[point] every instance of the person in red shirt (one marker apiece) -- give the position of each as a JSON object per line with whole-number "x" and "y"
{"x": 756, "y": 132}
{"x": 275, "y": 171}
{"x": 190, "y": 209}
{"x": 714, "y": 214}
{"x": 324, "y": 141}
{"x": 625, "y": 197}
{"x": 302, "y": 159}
====================
● **BRIEF**
Reproduce every item above word for word, with no changes.

● **RESULT**
[point] every instance of the person in red shirt (one marker apiece) -- give the position of each as a JSON object per line with whole-number "x" and "y"
{"x": 756, "y": 132}
{"x": 275, "y": 171}
{"x": 190, "y": 209}
{"x": 714, "y": 214}
{"x": 324, "y": 141}
{"x": 625, "y": 197}
{"x": 302, "y": 159}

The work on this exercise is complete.